## GEËXTRAHEERDE TEKST
—————

Normale waarde als minimum maatstaf van heffing voor verkoop oldtimer door vennootschap aan vaste vertegenwoordiger van haar bestuurdersvennootschap

Gepubliceerd op 6 januari 2021

Een btw-plichtige vennootschap koopt na een schadegeval een oldtimer (Bentley Drophead Coupé S1 Continental) voor 75.000 euro en schrijft het voertuig in op haar naam. Enkele maanden na de aankoop en na aan het voertuig herstellingen te hebben uitgevoerd, verkoopt die vennootschap het voertuig voor 120.000 euro aan de vaste vertegenwoordiger van haar bestuurdersvennootschap. Over dit bedrag wordt ook btw afgedragen.
De fiscus vordert echter de btw op 330.000 euro, namelijk het bedrag waaraan het voertuig kort daarna te koop wordt gesteld.  Dit is eveneens het verzekerde bedrag voor dit voertuig. En omdat de verkoop gebeurde door de vennootschap aan de vaste vertegenwoordiger van haar bestuurdersvennootschap, moet er volgens de fiscus toepassing gemaakt worden van artikel 33, § 2 Wbtw. Dat artikel voorziet de normale waarde als minimum maatstaf van heffing voor handelingen tussen verbonden partijen (waaronder vennootschap-bestuurder) waarbij de begunstigde de btw niet of niet volledig kan aftrekken en de gevraagde prijs lager ligt dan die normale waarde.

—————

## OVERZICHT GEGEVENS
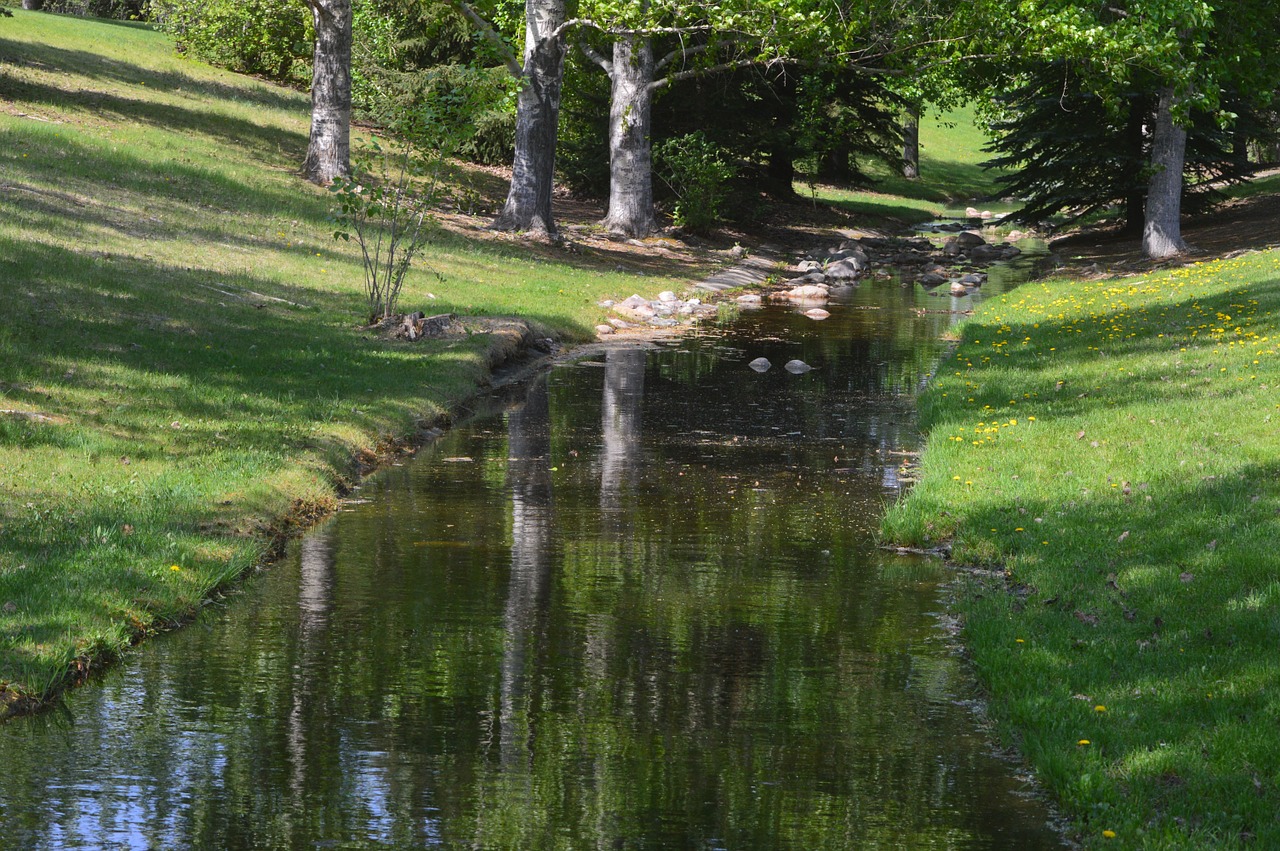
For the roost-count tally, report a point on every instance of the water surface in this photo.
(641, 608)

—————

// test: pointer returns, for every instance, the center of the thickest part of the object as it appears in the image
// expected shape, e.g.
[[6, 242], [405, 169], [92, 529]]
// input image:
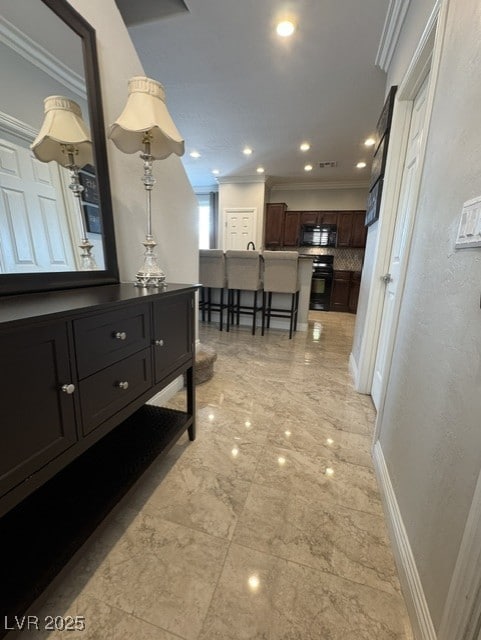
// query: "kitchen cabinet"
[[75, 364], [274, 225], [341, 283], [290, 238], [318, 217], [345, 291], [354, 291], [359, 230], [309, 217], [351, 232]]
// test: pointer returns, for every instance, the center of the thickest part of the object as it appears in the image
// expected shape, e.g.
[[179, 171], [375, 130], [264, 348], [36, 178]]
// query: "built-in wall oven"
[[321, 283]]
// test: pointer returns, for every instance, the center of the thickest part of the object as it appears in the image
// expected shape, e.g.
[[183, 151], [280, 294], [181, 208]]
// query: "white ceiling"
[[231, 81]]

—————

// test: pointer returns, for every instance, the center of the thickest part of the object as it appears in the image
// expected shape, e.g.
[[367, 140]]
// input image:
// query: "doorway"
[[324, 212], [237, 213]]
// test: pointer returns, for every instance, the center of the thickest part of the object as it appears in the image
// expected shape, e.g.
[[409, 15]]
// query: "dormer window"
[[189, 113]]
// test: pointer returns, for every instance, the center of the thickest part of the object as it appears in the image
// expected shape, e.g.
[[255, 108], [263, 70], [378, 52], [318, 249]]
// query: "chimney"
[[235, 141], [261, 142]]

—————

## OPDRACHTEN
1 > Voor welk bedrag kocht de vennootschap de oldtimer volgens de geëxtraheerde tekst?
2 > Geef het stuk van de geëxtraheerde tekst dat begint met "Een btw-plichtige vennootschap" en doorloopt tot en met "ook btw afgedragen." opnieuw, en vervang daarin "oldtimer" door "klassieker".

## ANTWOORDEN PER OPDRACHT
1 > Voor 75.000 euro.

2 >
Een btw-plichtige vennootschap koopt na een schadegeval een klassieker (Bentley Drophead Coupé S1 Continental) voor 75.000 euro en schrijft het voertuig in op haar naam. Enkele maanden na de aankoop en na aan het voertuig herstellingen te hebben uitgevoerd, verkoopt die vennootschap het voertuig voor 120.000 euro aan de vaste vertegenwoordiger van haar bestuurdersvennootschap. Over dit bedrag wordt ook btw afgedragen.